§ What you are asked to do
Using the July blog post, answer these questions:
1. What does the 16th mark this year?
2. Where did the family kick off their 4th of July celebration?
3. Who helped the writer see that the anger was probably due to being pregnant?
==== Provided passage
July always brings raw emotions to the surface for our little family. The 4th tends to pass by all too quickly, and the only other date that stays on our minds is the day we lost Preslee. This year, the 16th marks three years. Today I realized it I’ve been pregnant for half of that time.
(Kicking off our 4th of July Celebration at Huntsman Springs in Driggs, ID)
This pregnancy has been rough. I have been incredibly moody and emotional, it’s been much more intense than my other two. Any grief that I experience sets me over edge and I can’t seem to function, it tends to consume me. Last December and January, during the days leading up to and following Preslee’s Birthday, I became extremely angry and bitter. It took me off guard, and I didn’t know how to handle it. Patrick helped me realize it was probably due to the fact I was pregnant, and that’s when I began avoiding grief all together.
Six months later I’m still avoiding it.
========
==== Dataset content
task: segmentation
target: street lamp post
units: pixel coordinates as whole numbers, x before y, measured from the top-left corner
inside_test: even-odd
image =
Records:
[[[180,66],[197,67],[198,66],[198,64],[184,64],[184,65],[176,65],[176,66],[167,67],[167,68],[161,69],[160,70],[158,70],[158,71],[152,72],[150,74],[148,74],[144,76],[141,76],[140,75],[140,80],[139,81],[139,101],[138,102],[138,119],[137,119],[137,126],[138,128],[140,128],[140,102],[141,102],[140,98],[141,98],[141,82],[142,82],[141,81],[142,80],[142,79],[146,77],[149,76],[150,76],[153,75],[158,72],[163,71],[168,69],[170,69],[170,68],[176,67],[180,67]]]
========
§ Result of the task
1. Three years since the family lost Preslee.
2. At Huntsman Springs in Driggs, ID.
3. Patrick.